┌─ Source data

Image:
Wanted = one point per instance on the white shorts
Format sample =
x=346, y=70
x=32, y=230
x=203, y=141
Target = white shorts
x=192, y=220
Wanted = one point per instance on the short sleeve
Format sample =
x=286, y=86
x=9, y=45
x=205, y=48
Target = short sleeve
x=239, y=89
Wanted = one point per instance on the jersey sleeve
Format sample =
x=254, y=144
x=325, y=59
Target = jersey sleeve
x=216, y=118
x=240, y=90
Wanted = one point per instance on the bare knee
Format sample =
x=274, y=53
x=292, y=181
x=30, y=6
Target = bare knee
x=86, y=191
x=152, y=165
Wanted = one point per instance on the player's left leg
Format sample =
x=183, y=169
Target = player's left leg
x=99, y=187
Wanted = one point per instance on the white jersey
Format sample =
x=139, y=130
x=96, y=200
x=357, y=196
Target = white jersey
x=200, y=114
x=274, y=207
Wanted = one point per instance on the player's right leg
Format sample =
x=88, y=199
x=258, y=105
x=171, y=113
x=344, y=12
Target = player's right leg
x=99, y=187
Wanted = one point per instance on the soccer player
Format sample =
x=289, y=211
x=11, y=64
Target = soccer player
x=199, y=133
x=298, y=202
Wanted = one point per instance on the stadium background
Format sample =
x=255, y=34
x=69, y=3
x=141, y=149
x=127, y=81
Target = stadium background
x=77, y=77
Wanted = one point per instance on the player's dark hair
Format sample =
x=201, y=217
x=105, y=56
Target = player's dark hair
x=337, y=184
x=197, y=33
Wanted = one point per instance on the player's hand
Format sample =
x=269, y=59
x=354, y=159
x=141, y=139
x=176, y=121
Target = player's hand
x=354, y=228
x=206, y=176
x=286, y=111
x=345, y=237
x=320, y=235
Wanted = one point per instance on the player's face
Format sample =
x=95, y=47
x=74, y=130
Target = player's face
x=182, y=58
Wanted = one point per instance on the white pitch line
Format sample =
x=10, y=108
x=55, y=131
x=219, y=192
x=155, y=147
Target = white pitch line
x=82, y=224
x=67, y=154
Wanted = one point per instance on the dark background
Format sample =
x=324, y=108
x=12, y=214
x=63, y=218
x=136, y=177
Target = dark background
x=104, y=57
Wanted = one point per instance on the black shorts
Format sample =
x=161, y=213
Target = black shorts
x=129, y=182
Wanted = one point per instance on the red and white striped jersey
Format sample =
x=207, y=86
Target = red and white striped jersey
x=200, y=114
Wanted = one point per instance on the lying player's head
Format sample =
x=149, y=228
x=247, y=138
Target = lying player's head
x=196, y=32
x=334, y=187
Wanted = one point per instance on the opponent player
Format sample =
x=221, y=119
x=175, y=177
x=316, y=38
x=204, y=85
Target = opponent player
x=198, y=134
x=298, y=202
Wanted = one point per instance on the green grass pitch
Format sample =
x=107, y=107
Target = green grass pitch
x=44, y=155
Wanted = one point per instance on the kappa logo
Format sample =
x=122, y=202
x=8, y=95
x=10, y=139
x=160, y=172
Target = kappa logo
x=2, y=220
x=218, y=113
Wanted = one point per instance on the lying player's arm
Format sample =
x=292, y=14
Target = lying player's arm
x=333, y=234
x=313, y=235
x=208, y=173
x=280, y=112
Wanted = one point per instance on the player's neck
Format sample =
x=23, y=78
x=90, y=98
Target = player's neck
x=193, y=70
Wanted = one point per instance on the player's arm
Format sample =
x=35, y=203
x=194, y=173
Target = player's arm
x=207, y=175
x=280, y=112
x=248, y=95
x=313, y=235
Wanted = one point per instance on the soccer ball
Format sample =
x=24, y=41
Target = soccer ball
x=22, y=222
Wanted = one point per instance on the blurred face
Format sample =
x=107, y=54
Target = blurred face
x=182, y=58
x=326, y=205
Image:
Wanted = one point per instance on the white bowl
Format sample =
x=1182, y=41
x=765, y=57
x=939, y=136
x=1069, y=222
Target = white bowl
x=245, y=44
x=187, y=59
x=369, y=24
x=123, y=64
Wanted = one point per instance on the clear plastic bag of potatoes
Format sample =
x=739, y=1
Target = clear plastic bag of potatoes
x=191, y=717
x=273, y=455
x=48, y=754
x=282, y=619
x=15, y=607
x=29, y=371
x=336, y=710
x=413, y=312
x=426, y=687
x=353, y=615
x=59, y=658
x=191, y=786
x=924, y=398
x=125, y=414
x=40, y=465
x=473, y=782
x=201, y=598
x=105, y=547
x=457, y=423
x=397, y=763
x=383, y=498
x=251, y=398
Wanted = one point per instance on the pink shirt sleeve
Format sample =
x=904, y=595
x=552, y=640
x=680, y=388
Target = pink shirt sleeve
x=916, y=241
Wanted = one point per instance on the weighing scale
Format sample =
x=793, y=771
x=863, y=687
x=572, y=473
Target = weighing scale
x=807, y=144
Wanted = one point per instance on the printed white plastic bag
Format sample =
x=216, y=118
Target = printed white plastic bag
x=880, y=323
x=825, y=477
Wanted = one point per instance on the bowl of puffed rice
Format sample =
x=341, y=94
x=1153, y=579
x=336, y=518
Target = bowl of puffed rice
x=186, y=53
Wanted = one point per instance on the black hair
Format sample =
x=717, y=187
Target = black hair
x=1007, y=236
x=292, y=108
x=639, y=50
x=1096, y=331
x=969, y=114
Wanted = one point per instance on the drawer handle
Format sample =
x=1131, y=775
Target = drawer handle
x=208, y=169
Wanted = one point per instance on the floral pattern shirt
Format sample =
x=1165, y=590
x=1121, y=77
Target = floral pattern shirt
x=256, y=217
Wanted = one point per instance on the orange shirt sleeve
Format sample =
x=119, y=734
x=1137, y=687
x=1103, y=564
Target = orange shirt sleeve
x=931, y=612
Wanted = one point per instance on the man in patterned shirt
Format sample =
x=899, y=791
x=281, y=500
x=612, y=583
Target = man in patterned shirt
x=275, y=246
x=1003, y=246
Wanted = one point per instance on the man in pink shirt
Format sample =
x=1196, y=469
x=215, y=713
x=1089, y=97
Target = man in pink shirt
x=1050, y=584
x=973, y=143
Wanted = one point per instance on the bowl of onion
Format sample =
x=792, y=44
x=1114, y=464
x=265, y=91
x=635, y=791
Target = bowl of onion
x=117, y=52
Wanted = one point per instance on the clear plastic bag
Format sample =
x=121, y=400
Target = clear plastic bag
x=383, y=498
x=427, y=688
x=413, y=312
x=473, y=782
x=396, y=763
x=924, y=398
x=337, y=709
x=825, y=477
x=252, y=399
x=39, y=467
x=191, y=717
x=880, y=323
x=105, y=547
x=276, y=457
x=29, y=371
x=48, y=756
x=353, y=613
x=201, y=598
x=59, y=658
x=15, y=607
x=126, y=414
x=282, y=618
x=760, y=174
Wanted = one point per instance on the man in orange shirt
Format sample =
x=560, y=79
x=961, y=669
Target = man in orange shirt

└─

With nothing left out, copy every record exactly.

# [Task output]
Image:
Wanted = one point per instance on the white shorts
Format sample =
x=346, y=70
x=32, y=230
x=203, y=141
Target = white shorts
x=192, y=220
Wanted = one point per instance on the short sleeve
Format sample =
x=286, y=86
x=9, y=45
x=205, y=48
Target = short sleeve
x=239, y=89
Wanted = one point per instance on the jersey sleeve
Format sample =
x=254, y=144
x=325, y=59
Target = jersey sleeve
x=216, y=118
x=240, y=90
Wanted = one point per instance on the bare knee
Format sample =
x=274, y=53
x=292, y=181
x=30, y=6
Target = bare knee
x=86, y=191
x=152, y=165
Wanted = one point per instance on the player's left leg
Format sample =
x=183, y=169
Target = player's left leg
x=99, y=187
Wanted = one point per instance on the white jersey
Format sample =
x=139, y=130
x=96, y=200
x=357, y=196
Target = white jersey
x=200, y=114
x=274, y=207
Wanted = one point per instance on the player's right leg
Format sample =
x=88, y=199
x=258, y=105
x=171, y=113
x=344, y=12
Target = player's right leg
x=99, y=187
Wanted = one point per instance on the soccer player
Format sample =
x=289, y=211
x=11, y=64
Target = soccer player
x=199, y=133
x=298, y=202
Wanted = one point per instance on the stadium background
Format sample =
x=255, y=34
x=69, y=3
x=141, y=149
x=127, y=81
Target = stadium background
x=77, y=77
Wanted = one point per instance on the player's dark hair
Format sample =
x=201, y=217
x=105, y=56
Target = player's dark hair
x=337, y=184
x=197, y=33
Wanted = one point per instance on the player's hand
Format sample =
x=269, y=59
x=354, y=159
x=141, y=139
x=176, y=121
Target = player's hand
x=354, y=228
x=206, y=176
x=286, y=111
x=345, y=237
x=320, y=235
Wanted = one point per instance on the player's face
Format sample =
x=95, y=47
x=74, y=130
Target = player's face
x=182, y=58
Wanted = one point per instance on the white pitch line
Format sample =
x=10, y=108
x=55, y=131
x=219, y=192
x=155, y=147
Target = white pitch line
x=82, y=224
x=67, y=154
Wanted = one point per instance on the dark background
Format sample =
x=324, y=108
x=12, y=214
x=63, y=218
x=136, y=177
Target = dark background
x=104, y=57
Wanted = one point per instance on the black shorts
Format sample =
x=161, y=213
Target = black shorts
x=129, y=182
Wanted = one point per instance on the red and white striped jersey
Format sample =
x=207, y=86
Target = red and white striped jersey
x=200, y=114
Wanted = one point per instance on the lying player's head
Format sample =
x=149, y=228
x=247, y=138
Target = lying player's head
x=196, y=32
x=334, y=187
Wanted = one point per instance on the opponent player
Format sample =
x=221, y=119
x=175, y=177
x=316, y=38
x=204, y=85
Target = opponent player
x=198, y=134
x=298, y=202
Wanted = one point per instance on the green grass pitch
Format sample =
x=107, y=107
Target = green grass pitch
x=44, y=155
Wanted = one point per instance on the kappa logo
Format sample =
x=122, y=202
x=8, y=95
x=10, y=139
x=160, y=172
Target = kappa logo
x=2, y=220
x=218, y=113
Wanted = one point per instance on the lying player's arm
Format sample =
x=292, y=14
Target = lying player's arm
x=333, y=234
x=313, y=235
x=208, y=173
x=280, y=112
Wanted = one point per instance on the player's neck
Format sample =
x=23, y=78
x=90, y=98
Target = player's neck
x=193, y=70
Wanted = one point per instance on the player's arm
Format sample =
x=35, y=203
x=194, y=173
Target = player's arm
x=207, y=175
x=280, y=112
x=248, y=95
x=313, y=235
Wanted = one point per instance on the soccer ball
Format sample =
x=24, y=41
Target = soccer ball
x=22, y=222
Wanted = one point per instance on the blurred face
Format sample =
x=107, y=54
Target = blurred face
x=182, y=58
x=326, y=205
Image:
Wanted = one point per instance on the white bowl
Format sample =
x=1182, y=41
x=765, y=57
x=939, y=136
x=1069, y=222
Target = white bowl
x=245, y=44
x=187, y=59
x=369, y=24
x=123, y=64
Wanted = one point per instance on the clear plastic bag of potatoes
Format sample =
x=739, y=1
Target = clear plastic bag of potatoes
x=191, y=717
x=273, y=455
x=48, y=754
x=282, y=619
x=15, y=607
x=29, y=371
x=336, y=710
x=413, y=312
x=426, y=687
x=353, y=615
x=59, y=658
x=191, y=786
x=924, y=398
x=125, y=414
x=40, y=465
x=473, y=782
x=201, y=598
x=105, y=547
x=457, y=423
x=397, y=763
x=383, y=498
x=251, y=398
Wanted = one point per instance on the pink shirt sleeve
Format sample =
x=904, y=595
x=552, y=640
x=680, y=388
Target = pink shirt sleeve
x=916, y=241
Wanted = one point per instance on the weighing scale
Format sample =
x=793, y=771
x=863, y=687
x=572, y=473
Target = weighing scale
x=807, y=144
Wanted = one point per instance on the printed white plastic bag
Format sample =
x=216, y=118
Target = printed white plastic bag
x=880, y=323
x=825, y=477
Wanted = one point per instance on the bowl of puffed rice
Format sample =
x=341, y=94
x=1153, y=579
x=336, y=518
Target = bowl of puffed rice
x=186, y=53
Wanted = one point per instance on the black hair
Format sample =
x=717, y=187
Target = black hair
x=1007, y=236
x=292, y=108
x=639, y=50
x=1096, y=331
x=969, y=114
Wanted = one point per instance on the drawer handle
Format sample =
x=1131, y=775
Target = drawer handle
x=208, y=169
Wanted = one point per instance on the floral pattern shirt
Format sample =
x=1165, y=590
x=1121, y=77
Target = floral pattern shirt
x=256, y=217
Wanted = one point per instance on the orange shirt sleeve
Format sample =
x=119, y=734
x=1137, y=687
x=1103, y=564
Target = orange shirt sleeve
x=931, y=612
Wanted = one point per instance on the man in patterned shirt
Format sample =
x=899, y=791
x=281, y=500
x=612, y=583
Target = man in patterned shirt
x=275, y=246
x=1003, y=246
Wanted = one point per instance on the man in pink shirt
Format sample =
x=1196, y=469
x=215, y=713
x=1089, y=97
Target = man in pink shirt
x=1050, y=584
x=973, y=143
Wanted = one point per instance on the bowl of onion
Format sample =
x=792, y=44
x=1114, y=464
x=265, y=91
x=635, y=791
Target = bowl of onion
x=117, y=52
Wanted = one point per instance on the clear plastic bag
Format sample =
x=121, y=400
Target = clear plastic bag
x=383, y=498
x=427, y=688
x=413, y=312
x=473, y=782
x=396, y=763
x=924, y=398
x=337, y=709
x=825, y=477
x=252, y=399
x=39, y=467
x=191, y=717
x=880, y=323
x=105, y=547
x=276, y=457
x=29, y=371
x=48, y=756
x=353, y=613
x=201, y=598
x=59, y=658
x=15, y=607
x=126, y=414
x=282, y=618
x=760, y=174
Wanted = one point per instance on the man in orange shirt
Format sample =
x=560, y=79
x=961, y=669
Target = man in orange shirt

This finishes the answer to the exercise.